**PASSAGE GIVEN**.
_ _ _ _ _
Skip to main content

Extract Data from Databases

Starlake extracts tables from any JDBC-compliant database (PostgreSQL, MySQL, Oracle, SQL Server, DuckDB, and others) and writes them as CSV files. Configuration is declarative: you define a JDBC connection in application.sl.yml and list the schemas and tables to extract in a YAML file under metadata/extract/. Extraction supports full and incremental modes, parallel reads, and wildcard table selection.

Steps to Configure and Run an Extraction

  1. Install prerequisites -- Install DuckDB and download the sample duckdb.db database into $SL_ROOT/datasets.
  2. Configure the database connection -- Edit metadata/application.sl.yml to add a JDBC connection entry with the database URL and driver class.
  3. Create the extraction YAML -- Create metadata/extract/my_extract_config.sl.yml specifying connectionRef, schema name, tables to extract, and table types.
  4. Run the extract-data command -- Execute starlake extract-data --config my_extract_config --outputDir $SL_ROOT/incoming/ to export tables as CSV files.
  5. Verify the output files -- Check the $SL_ROOT/incoming/starbake folder for the extracted CSV files.
  6. (Optional) Generate schema descriptions -- Run starlake extract-schema --config my_extract_config to produce table description files for warehouse loading.

Prerequisites

  • Install duckdb

  • Download the sample duckdb.db database and store it in the datasets folder in your project directory $SL_ROOT/datasets

This will bring in the following database schema:

$ duckdb $SL_ROOT/datasets/duckdb.db
v0.10.0 20b1486d11
Enter ".help" for usage hints.
D show;
┌──────────┬──────────┬────────────┬────────────────────────────────────────────────────────┬─────────────────────────────────────────────────────┬───────────┐
│ database │ schema │ name │ column_names │ column_types │ temporary │
│ varchar │ varchar │ varchar │ varchar[] │ varchar[] │ boolean │
├──────────┼──────────┼────────────┼────────────────────────────────────────────────────────┼─────────────────────────────────────────────────────┼───────────┤
│ duckdb │ starbake │ order │ [customer_id, order_id, status, timestamp] │ [BIGINT, BIGINT, VARCHAR, TIMESTAMP] │ false │
│ duckdb │ starbake │ order_line │ [order_id, product_id, quantity, sale_price] │ [BIGINT, BIGINT, BIGINT, DOUBLE] │ false │
│ duckdb │ starbake │ product │ [category, cost, description, name, price, product_id] │ [VARCHAR, DOUBLE, VARCHAR, VARCHAR, DOUBLE, BIGINT] │ false │
└──────────┴──────────┴────────────┴────────────────────────────────────────────────────────┴─────────────────────────────────────────────────────┴───────────┘
D .quit
$

Configure the Connection to the Source Database

In the project folder, under the metadata folder, edit the file application.sl.yml and set the connection parameters to the source database.

metadata/application.sl.yml
version: 1
application:
...
connections:
duckdb:
type: "jdbc" # Connection to DuckDB
options:
url: "jdbc:duckdb:{{SL_ROOT}}/datasets/duckdb.db" # Location of the DuckDB database
driver: "org.duckdb.DuckDBDriver"

...

Create the Extraction Configuration

In the metadata/extract folder, create a new file my_extract_config.sl.yml. Set connectionRef to the connection defined in application.sl.yml, specify the schema to extract, and list the tables.

metadata/extract/my_extract_config.sl.yml
version: 1
extract:
connectionRef: "duckdb" # The database connection to use
jdbcSchemas:
- schema: "starbake"
_ _ _ _ _
**DATASET RECORDS**.
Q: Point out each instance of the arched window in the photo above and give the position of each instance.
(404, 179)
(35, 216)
_ _ _ _ _
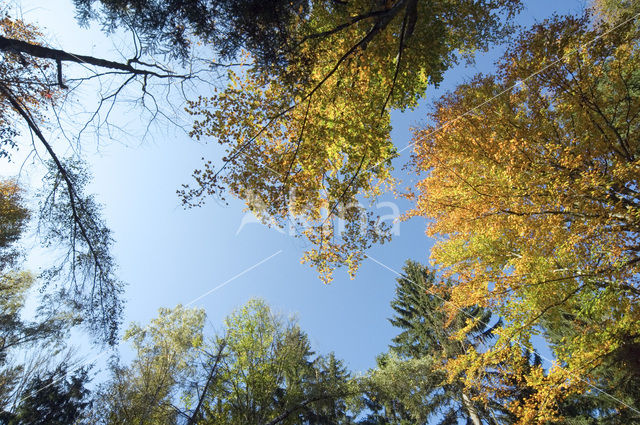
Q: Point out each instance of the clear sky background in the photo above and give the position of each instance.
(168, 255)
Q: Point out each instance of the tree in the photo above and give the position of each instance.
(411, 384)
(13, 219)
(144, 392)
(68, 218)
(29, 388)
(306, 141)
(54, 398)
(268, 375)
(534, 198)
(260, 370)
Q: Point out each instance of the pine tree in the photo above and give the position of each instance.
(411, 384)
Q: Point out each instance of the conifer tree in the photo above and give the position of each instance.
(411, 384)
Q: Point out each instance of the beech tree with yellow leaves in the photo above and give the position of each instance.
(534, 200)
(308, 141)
_ _ _ _ _
**EXERCISE REQUIREMENTS**.
1 – In the database extraction guide, which driver class is set for the DuckDB connection?
2 – Print a section of the database extraction guide, starting at "2. Configure the" and stopping after "and table types.".
3 – Carry on the database extraction guide from its final line.
The data above is separate material from the database extraction guide.

**RESULTS IN ORDER**.
1 – org.duckdb.DuckDBDriver

2 –
2. Configure the database connection -- Edit metadata/application.sl.yml to add a JDBC connection entry with the database URL and driver class.
  3. Create the extraction YAML -- Create metadata/extract/my_extract_config.sl.yml specifying connectionRef, schema name, tables to extract, and table types.

3 –
tables:
- name: "*" # table names or "*" to extract all tables
tableTypes: # (optional) table types to extract
- "TABLE"
#- "VIEW"
#- "SYSTEM TABLE"
#- "GLOBAL TEMPORARY"
#- "LOCAL TEMPORARY"
#- "ALIAS"
#- "SYNONYM"

The wildcard * extracts all tables from the specified schema. You can also list individual table names. The tableTypes field filters by object type (TABLE, VIEW, SYSTEM TABLE, GLOBAL TEMPORARY, LOCAL TEMPORARY, ALIAS, SYNONYM).

Run the extract-data Command

$ cd $SL_ROOT
$ starlake extract-data --config my_extract_config --outputDir $SL_ROOT/incoming/

The $SL_ROOT/incoming/starbake folder will contain the extracted data in CSV format.

You are now ready to load the data into the data warehouse of your choice using the starlake load command.

Generate Table Schema Descriptions with extract-schema (Optional)

The extract-schema command generates a table schema description file in the metadata/load directory. This file allows you to load the data into a data warehouse using starlake load without relying on schema inference.

$ cd $SL_ROOT
$ starlake extract-schema --config my_extract_config # extract description

The generated schema files describe columns, types, and constraints. They are stored alongside the load configuration so starlake load can use them directly.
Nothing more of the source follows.